*The request*.
Copy the lines between the one containing "Reviewer note: check that every instance of the basilica" and the end of the records, inclusive, replacing "basilica di san marco" with "St. Mark's Basilica" and changing nothing else.

*Raw records*.

******

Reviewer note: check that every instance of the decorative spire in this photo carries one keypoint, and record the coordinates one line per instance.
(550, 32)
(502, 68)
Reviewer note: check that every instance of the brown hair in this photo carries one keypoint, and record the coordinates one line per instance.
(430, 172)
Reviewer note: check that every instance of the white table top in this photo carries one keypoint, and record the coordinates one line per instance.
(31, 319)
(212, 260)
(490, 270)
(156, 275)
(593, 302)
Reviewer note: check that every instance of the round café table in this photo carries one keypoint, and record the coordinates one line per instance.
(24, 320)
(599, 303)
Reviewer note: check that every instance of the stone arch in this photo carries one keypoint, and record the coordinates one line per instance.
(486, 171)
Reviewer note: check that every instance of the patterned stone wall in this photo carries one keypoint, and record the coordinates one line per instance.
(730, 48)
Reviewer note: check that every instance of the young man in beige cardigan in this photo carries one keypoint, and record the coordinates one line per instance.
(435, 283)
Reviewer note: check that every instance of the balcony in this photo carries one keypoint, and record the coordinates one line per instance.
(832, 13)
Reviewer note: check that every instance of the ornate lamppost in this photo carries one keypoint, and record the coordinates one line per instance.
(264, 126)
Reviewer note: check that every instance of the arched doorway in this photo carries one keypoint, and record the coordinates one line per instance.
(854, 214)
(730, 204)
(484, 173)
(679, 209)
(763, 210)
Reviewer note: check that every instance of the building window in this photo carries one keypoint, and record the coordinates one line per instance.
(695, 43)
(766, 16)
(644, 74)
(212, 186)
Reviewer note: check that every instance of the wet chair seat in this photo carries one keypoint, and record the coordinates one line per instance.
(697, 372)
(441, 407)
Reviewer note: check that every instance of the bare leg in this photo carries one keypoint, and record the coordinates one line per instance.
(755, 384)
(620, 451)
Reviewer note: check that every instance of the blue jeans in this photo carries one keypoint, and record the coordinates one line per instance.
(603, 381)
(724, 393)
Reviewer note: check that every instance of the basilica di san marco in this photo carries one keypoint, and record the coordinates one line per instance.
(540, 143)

******

*Task result*.
Reviewer note: check that every instance of the St. Mark's Basilica in this photo carries one keypoint, and record the coordinates one line per instance.
(540, 143)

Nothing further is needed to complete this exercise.